## [EXCERPT]
----

"Tackling the drugs supply is an endless battle" - neighbours' lives made hell by dealers
PUBLISHED: 08:15 20 April 2018 | UPDATED: 15:45 20 April 2018
Copyright: Archant 2018
"Tackling the drugs supply is an endless battle. The pool keeps replenishing itself."
After 16 months of relentless focus on drug gangs infiltrating Norfolk, Assistant Chief Constable Paul Sanford knows it is not a winnable war.
He says success is measured by a reduction in violence and attempting to make life safer for residents.
But police keep returning to the same addresses, using all the tools they can, and the problem remains.
In February last year they applied to the courts for a three month closure order at a flat on Derby Street. But the occupant simply moved back in, and this week the door was knocked through, and a machete seized from inside.
Sgt Damien Minnis admitted: “Unfortunately the closure order at this address wasn’t successful for us, as they were able to come back and the activity continued.
“It is important for the community they know we won’t allow this type of premises to operate within Norwich and we will, where possible, conduct as much enforcement as we can to make sure the problem doesn’t come back.
“People’s quality of life is being affected by what is happening in their block of flats. People should be allowed to go about their daily business without living in fear. It is really important for us to reassure our community at every step of the way that their quality of life can be restored.
“People do not choose this way of life. It is something they find themselves in, and often find themselves stuck in a situation they can’t get out of.”
A 67 year old neighbour in the block of flats at Derby Street, who asked not to be named, said their “lives have been made hell” for at least a year because of drugs.
They said the noise at night had become intolerable and had given them countless sleepless nights.
“Was this an example of gangs coming up from London and finding the most weak and amenable junkie to prey on?” he wondered.
“That is what we suspected all along. There was a closure order put on the flat but he just went to sleep in a graveyard and came straight back.
“The noise at night was so bad night after night, week after week. We couldn’t get any sleep. I nearly lost my job through exhaustion.”
The couple said they had reported problems to the council “probably 30 or 40 times” and had rotten milk thrown at their door and car in retaliation.
“The first time police came they had a rope coming down the window and they would come shimmying down it and running away,” they said. “Police caught onto that and started putting people in the garden.
“He first moved here a couple of years ago and it is intolerable. He was quiet at first but there has been a lot of screaming. He still looks unhealthy like he is on the drugs. He needs help, not to be left up there on his own. “The door has been broken in up there at least a dozen times. It happens time and again and we have seen them carrying out a machete and an axe.”
Despite the constant disruption at the nearby flat, the 67-year-old added: “I personally do not agree with the drugs laws. The whole society needs to change its focus and see it as a medical and social problem. He needs somewhere he can go to sort himself out which isn’t prison, because that just makes it worse.
“He said the gang that were there previously were pretty much holding him prisoner there. If we could get a decent couple up there it might break the chain, if someone respectable moved in.”
Police keep returning to the property because of the potential for violence.
During a search of the flat, a machete with a blade of 16 or 17 inches is found concealed beneath a mattress in a front bedroom.
PC Wesley Dewing said weapons are increasingly being used by drug users and dealers to protect themselves from other users, who may routinely arm themselves.
“There is no real reason why you would have a machete in your home,” he said. “The risks for us are obviously we are coming in to the unknown. We do not know what is behind the doors, especially with the individuals we are dealing with.
“It is all associated with the culture. They feel threatened and this is to protect themselves from other drug users.
“Some feel they need this type of implement to protect themselves.
“It is very dangerous for anyone that could be on the receiving end of it. It is designed for hacking through jungles, not someone’s home.”

----

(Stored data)
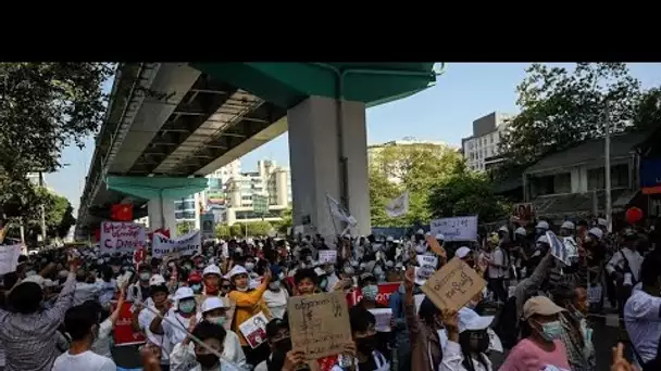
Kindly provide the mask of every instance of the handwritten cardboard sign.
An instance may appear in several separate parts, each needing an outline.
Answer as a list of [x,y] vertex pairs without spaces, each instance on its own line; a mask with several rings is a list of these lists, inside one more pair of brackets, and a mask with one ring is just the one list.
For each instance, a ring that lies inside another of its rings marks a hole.
[[133,252],[145,243],[145,228],[135,222],[103,221],[101,223],[101,253]]
[[153,233],[152,254],[154,257],[164,255],[195,255],[202,251],[200,231],[192,231],[178,239],[170,239],[161,233]]
[[337,355],[351,342],[349,309],[342,292],[296,296],[287,304],[292,350],[307,360]]
[[463,216],[432,220],[429,230],[433,235],[442,234],[446,241],[477,240],[477,216]]
[[460,258],[454,257],[421,287],[439,309],[459,310],[486,286],[486,282]]
[[432,247],[432,251],[436,253],[436,255],[440,256],[444,259],[448,258],[446,250],[440,246],[438,241],[436,241],[436,238],[434,238],[433,235],[427,235],[426,240],[427,244],[429,245],[429,247]]

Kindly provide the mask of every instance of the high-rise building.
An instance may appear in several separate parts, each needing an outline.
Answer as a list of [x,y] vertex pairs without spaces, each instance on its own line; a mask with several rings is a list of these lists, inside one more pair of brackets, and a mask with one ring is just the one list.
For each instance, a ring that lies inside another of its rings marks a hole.
[[473,121],[473,135],[461,140],[469,168],[484,171],[502,161],[499,143],[512,115],[491,112]]
[[[291,204],[291,180],[288,168],[264,159],[258,162],[258,170],[241,172],[226,183],[228,192],[227,225],[245,221],[282,219],[282,213]],[[259,215],[253,208],[255,196],[266,196],[269,210]]]
[[444,149],[449,149],[449,150],[453,150],[453,151],[458,150],[456,146],[449,145],[441,141],[429,141],[429,140],[423,141],[423,140],[416,140],[415,138],[412,138],[412,137],[406,137],[402,140],[392,140],[392,141],[385,142],[385,143],[369,145],[367,146],[369,166],[372,168],[374,168],[375,166],[381,167],[378,170],[383,171],[386,175],[386,177],[388,178],[388,181],[396,183],[396,184],[399,184],[402,182],[402,179],[400,179],[400,177],[399,177],[399,174],[400,174],[399,169],[401,169],[401,166],[403,166],[404,164],[398,164],[397,162],[390,162],[390,161],[384,161],[384,159],[379,161],[379,158],[378,158],[385,149],[392,148],[392,146],[427,148],[427,149],[433,149],[433,150],[437,150],[437,151],[442,151]]

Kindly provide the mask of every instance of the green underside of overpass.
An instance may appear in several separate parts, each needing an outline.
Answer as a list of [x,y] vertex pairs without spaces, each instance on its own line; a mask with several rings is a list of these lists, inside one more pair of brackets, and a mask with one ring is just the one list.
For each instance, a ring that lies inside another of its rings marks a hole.
[[[192,67],[283,108],[311,95],[367,106],[422,91],[436,81],[434,62],[416,63],[191,63]],[[341,79],[341,93],[338,80]]]
[[145,200],[180,199],[207,188],[207,178],[108,176],[108,188]]

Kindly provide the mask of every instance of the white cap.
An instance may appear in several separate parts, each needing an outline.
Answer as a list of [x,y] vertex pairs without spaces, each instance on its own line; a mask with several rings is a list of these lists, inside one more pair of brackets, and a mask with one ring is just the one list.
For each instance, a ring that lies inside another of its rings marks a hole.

----

Which police officers are named in the article on drug dealing in Norwich? Give each one's rank as the article states it.

## [ANSWER AREA]
Assistant Chief Constable Paul Sanford
Sgt Damien Minnis
PC Wesley Dewing